• **Task requirements**
Please copy out every line of the listing from the one containing "Can you see the white church" through the end of the listing, keeping the requests, and shift each coordinate value in the answers by adding -36 to it.

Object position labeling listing
>> Start

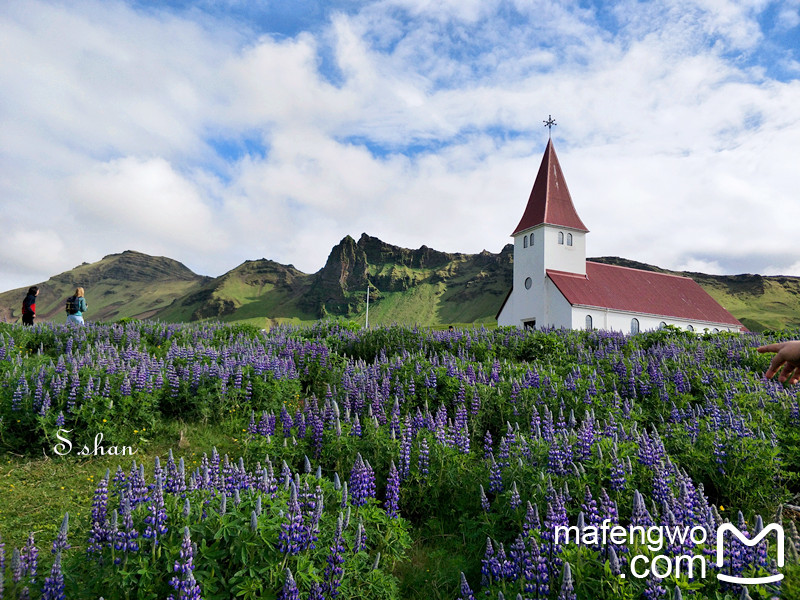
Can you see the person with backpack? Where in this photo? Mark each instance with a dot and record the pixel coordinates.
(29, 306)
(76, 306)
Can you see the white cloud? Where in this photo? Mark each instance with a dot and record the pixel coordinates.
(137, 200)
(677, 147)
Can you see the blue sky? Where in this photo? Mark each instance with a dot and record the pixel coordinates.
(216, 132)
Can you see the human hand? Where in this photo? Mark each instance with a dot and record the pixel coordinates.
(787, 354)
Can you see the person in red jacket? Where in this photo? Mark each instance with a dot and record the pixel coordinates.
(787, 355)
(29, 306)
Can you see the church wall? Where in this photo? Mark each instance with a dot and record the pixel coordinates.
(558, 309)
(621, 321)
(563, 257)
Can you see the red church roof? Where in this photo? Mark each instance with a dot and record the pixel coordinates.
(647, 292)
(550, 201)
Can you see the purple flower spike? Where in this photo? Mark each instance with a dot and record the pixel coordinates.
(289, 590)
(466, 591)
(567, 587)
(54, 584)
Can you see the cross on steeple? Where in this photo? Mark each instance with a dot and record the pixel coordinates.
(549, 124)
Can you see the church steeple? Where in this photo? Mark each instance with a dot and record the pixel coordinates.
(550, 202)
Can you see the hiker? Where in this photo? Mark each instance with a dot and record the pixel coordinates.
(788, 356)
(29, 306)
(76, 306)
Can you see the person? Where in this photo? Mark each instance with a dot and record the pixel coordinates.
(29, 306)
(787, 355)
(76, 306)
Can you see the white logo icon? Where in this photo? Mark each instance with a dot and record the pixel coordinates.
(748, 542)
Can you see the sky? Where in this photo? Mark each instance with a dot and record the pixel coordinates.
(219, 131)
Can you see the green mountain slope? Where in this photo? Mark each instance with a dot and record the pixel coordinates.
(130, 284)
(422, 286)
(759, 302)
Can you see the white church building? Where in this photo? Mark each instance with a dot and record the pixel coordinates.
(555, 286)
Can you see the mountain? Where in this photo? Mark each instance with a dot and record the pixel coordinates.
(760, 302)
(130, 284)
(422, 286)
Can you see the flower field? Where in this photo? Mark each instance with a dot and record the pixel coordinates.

>> End

• **Solution**
Can you see the white church building? Where in this photo? Mark each instance with a dot and record the pixel coordinates.
(519, 250)
Can you see the mountain? Where in this photo? Mark each instance with a dot and record the pixel coordinates.
(724, 266)
(94, 248)
(386, 250)
Can you see the flower field? Where in this photo? Mark each instance with a dot and record the pixel coordinates.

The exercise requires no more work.